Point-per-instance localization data

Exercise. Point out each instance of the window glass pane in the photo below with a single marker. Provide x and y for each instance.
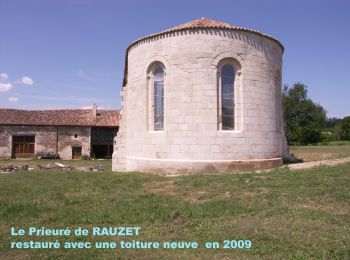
(227, 97)
(158, 99)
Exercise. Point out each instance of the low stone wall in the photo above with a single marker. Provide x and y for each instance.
(178, 167)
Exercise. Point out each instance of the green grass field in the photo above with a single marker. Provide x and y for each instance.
(333, 150)
(286, 214)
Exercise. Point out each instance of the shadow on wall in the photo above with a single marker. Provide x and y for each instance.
(250, 38)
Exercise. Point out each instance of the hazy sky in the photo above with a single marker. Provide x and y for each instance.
(70, 53)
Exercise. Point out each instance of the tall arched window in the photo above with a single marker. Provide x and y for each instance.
(227, 97)
(158, 99)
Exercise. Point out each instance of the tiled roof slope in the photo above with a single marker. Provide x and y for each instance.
(74, 117)
(202, 23)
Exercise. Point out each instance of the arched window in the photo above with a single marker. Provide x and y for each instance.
(158, 99)
(227, 79)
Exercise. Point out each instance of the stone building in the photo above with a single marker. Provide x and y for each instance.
(204, 96)
(68, 134)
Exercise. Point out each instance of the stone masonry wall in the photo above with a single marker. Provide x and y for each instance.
(46, 138)
(191, 131)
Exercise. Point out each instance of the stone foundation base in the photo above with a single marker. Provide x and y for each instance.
(178, 167)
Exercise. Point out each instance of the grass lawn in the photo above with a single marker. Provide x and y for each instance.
(321, 152)
(286, 214)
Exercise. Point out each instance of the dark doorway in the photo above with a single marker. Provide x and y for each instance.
(102, 151)
(76, 153)
(23, 146)
(102, 142)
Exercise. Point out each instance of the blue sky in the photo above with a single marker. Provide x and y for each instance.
(70, 53)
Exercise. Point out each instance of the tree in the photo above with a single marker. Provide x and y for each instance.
(303, 118)
(345, 128)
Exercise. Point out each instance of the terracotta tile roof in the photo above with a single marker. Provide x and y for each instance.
(202, 23)
(67, 117)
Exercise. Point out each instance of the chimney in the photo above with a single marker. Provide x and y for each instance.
(94, 110)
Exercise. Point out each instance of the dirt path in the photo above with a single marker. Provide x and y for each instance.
(308, 165)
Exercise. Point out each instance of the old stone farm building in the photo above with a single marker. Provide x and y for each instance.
(66, 133)
(204, 96)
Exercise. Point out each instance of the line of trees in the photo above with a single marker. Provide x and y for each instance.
(306, 121)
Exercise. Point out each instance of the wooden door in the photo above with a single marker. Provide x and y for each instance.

THE TASK>
Transcribe the records word for word and include no pictures.

YOUR RESPONSE>
Exercise. Point out each instance of the window glass pane in the photo below with a single marker. Provide x and y for each instance.
(227, 97)
(158, 99)
Exercise. Point out each instance of the low stone wall in the photo above with a single marker. Provide x and y for each instance.
(178, 167)
Exercise. Point out each instance of the green grass field in the photo above with a single marker. Provide x and y for each instance.
(333, 150)
(286, 214)
Exercise. Point out each instance of the shadow on wall in the photo above with a single marker. Provide x and y for each instance.
(250, 38)
Exercise. Point out each instance of the hazy sky in the photo above with a single marker. Provide x and y for each instance.
(70, 53)
Exercise. Point out each instance of the tall arched window in the photo above with a single marker. Provide x and y for each instance.
(227, 97)
(158, 99)
Exercise. Point out each instance of the tiled roof slope in the photo above with a single marker. Provide x and y for each instance.
(74, 117)
(202, 23)
Exercise. Point out each instance of the arched window in the photo above with a single marker. Provide x and y for each instance.
(158, 99)
(227, 79)
Exercise. Point out each instance of the stone building in the photo above with a single marker. Provide x and y for each instance.
(204, 96)
(68, 134)
Exercise. Point out each instance of the stone masonry wall in the photo above with a single marker. Provide x and y for each instance.
(46, 138)
(191, 131)
Exercise. Point out each instance of the stone foundation base in the photo above with a single marker. Provide x and y for each instance.
(178, 167)
Exercise. Point out each instance of the grass lawn in the photo above with a single marker. Provide x and y for each instance.
(321, 152)
(286, 214)
Exercise. Point out each instance of the dark doorway in the photo above with a single marker. Provide x and y for each instance.
(102, 151)
(76, 153)
(23, 146)
(102, 142)
Exercise. Point out each instance of the blue sky in the photo above with a single marker. Provide x and y for each instance.
(70, 53)
Exercise. Point out each instance of the tree in the photo above with a single marker. Provide x and y for each instance.
(303, 118)
(345, 128)
Exercise. Point out each instance of the terracotta tile roof in the photo above with a single marker. Provide x and y for each instance.
(202, 23)
(67, 117)
Exercise. Point out each instance of the chimney in the photo above with a single marker. Provide x and y for each instance.
(94, 110)
Exercise. Point out each instance of the dirt path in the photo above with a single marker. Provide x and y for each instance.
(308, 165)
Exercise. Point out each instance of the old stone farm building in the photo above with a single marker. Provide x and y for each instance.
(66, 133)
(204, 96)
Exercise. Point out each instance of the line of trees in the photo above with a single marker. Provide x and y for each instance.
(306, 121)
Exercise. Point out each instance of the wooden door in the photo above with a single marker. Provide x and y for each instance.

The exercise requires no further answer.